## [Work instruction]
Name all the divisions that the Kuomintang flipped, according to the text on the 1954 Taiwanese local elections.

## [Document segment]
:::::

All 21 mayors/magistrates of cities, counties
|  | Majority party | Minority party |
| Leader | Chiang Kai-shek | None |
| Party | Kuomintang | Independent |
| Percentage | 68.85% | 31.15% |
| Mayors/ Magistrates | 19 | 2 |
| Change | +2 | −1 |
- Kuomintang Independents Not up for election (Yangmingshan, Chekiang, Fuchien)

= 1954 Taiwanese local elections =

Local elections were held in Taiwan in 1954, the second nation-wide elections in the post-war era of Taiwan, electing all 21 mayors of cities and magistrates of counties. The election for the Provisional Taiwan Provincial Council was held alongside the local elections to elect 57 councillors.

As the incumbent mayors/magistrates across the country were elected in eight different stages, resulting in various terms of office, the Government decided to extend the tenures of 19 mayors/magistrates for several months to end on 1 June 1954, except Miaoli and Taichung as the magistrates of both were elected in subsequent by-elections.

The unified local elections for the nineteen administrative divisions were held on 2 May 1954, with the same three-year term of office. Miaoli and Taichung elections were held on 18 July 1954, with shorter tenures that would end on the same day as the other local leaders in 1957.

== Electoral system ==
According to the amended "Election and Removal of Mayors and Magistrates of Taiwan Province Regulation" (臺灣省縣市長選舉罷免規程), the election abolished several requirements compared to the last: the two-round system was abandoned, while simple majority system was replaced by the first-past-the-post system. Thresholds requiring 50%-plus turnout and total votes cast (including invalid votes) were abolished. A candidate receiving the most votes shall be declared elected. If two candidates receive the same number of votes, lots will be drawn to determine the winner.

== Summary ==
The Kuomintang won in a landslide, capturing 19 out of 21 divisions after flipping in Taichung City, Tainan City, and Hualien County. Incumbent Chiayi Magistrate was defeated by an independent, and Taipei Mayorship continued to be in the hand of the independents.

The list below shows the statistics of party membership of candidates standing in the election. The coloured box refers to the party membership of the elected mayor or magistrate.

:::::

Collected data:
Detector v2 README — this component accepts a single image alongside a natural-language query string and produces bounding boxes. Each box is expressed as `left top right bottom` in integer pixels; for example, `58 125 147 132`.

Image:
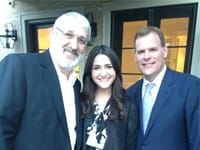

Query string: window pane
121 20 147 88
161 17 189 72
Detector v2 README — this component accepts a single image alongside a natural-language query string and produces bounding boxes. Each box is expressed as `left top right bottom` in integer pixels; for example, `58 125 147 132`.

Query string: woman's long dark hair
81 45 126 120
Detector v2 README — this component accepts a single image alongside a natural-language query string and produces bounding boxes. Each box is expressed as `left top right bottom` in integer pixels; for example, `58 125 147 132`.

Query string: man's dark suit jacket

:::::

## [Response to this exercise]
Taichung City, Tainan City, Hualien County